[A block of data]

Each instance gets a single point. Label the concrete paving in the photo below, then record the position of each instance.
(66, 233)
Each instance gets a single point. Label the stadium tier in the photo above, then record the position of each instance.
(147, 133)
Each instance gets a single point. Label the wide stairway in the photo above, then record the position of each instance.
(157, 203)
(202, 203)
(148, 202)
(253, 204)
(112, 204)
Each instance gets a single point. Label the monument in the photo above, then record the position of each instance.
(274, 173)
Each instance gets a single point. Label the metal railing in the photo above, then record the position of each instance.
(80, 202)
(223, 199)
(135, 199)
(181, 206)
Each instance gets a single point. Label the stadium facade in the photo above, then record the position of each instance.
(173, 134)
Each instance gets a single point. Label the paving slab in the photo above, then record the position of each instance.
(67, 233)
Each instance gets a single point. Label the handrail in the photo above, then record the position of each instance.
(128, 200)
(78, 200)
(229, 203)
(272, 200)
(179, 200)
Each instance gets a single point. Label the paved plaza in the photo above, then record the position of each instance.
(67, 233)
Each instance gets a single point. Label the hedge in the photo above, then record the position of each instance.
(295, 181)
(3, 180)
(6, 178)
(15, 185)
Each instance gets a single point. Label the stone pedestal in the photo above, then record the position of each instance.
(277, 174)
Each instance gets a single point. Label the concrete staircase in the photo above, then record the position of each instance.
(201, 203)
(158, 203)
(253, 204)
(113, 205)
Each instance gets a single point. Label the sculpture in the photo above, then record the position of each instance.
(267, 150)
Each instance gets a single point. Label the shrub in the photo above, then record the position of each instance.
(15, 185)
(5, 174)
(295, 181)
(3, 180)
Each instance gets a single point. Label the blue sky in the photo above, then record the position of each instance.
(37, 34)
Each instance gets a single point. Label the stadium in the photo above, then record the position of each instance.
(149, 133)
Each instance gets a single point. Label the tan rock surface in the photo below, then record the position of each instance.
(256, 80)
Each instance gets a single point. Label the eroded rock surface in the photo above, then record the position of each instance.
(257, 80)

*WHAT TO DO*
Please copy out the records above with each "position" changed to "location", keeping everything else the same.

*SOLUTION*
Each instance gets a single point. Label the concrete paving in the photo below, then record the location of each instance.
(66, 233)
Each instance gets a single point. Label the stadium tier in the photo above, then record the location of each instance.
(147, 133)
Each instance gets a single point. Label the wide stairway in the photo above, then record the location of each instance.
(157, 203)
(202, 203)
(148, 202)
(253, 204)
(112, 204)
Each instance gets a single point. Label the monument in the photo above, then record the location of each instance.
(274, 173)
Each instance gets a single point. Label the metal railing in the photo above, then record the location of each instance.
(80, 202)
(223, 199)
(135, 199)
(181, 206)
Each instance gets a single point. Label the stadium facade in the photo above, then record the location of each instance.
(173, 134)
Each instance gets a single point. Label the paving slab in the photo above, then record the location of each instance.
(67, 233)
Each instance gets a single point. Label the handrail in the photo above, then record the location of each instance.
(128, 200)
(78, 200)
(229, 203)
(272, 200)
(179, 200)
Each instance gets a single point. Label the paved plaza in the photo above, then record the location of each instance.
(67, 233)
Each instance gets a single point. Label the hedge in the photo above, then record the location of each instance.
(295, 181)
(3, 180)
(6, 178)
(15, 185)
Each instance gets a single point. Label the stone pedestal in the photo above, then record the location of each instance.
(277, 174)
Each instance gets a single point. Label the concrete staircase in the photo above, then record the location of each instance.
(201, 203)
(158, 203)
(253, 204)
(113, 205)
Each instance gets a single point. Label the sculpture in the photo above, then record the location of each instance.
(267, 150)
Each instance gets a single point. Label the shrub in the photo above, then record the location of each instance.
(15, 185)
(5, 174)
(295, 181)
(3, 180)
Each instance gets a single point. Label the blue sky in the photo above, then record the location of each instance.
(37, 34)
Each instance gets a single point. Label the stadium in the photo above, then record the location of each instance.
(149, 133)
Each instance gets a single point. Label the tan rock surface in the photo below, then record the location of each instance.
(256, 80)
Each instance gets a single point. Label the eroded rock surface in the photo above, then record the location of each instance.
(257, 80)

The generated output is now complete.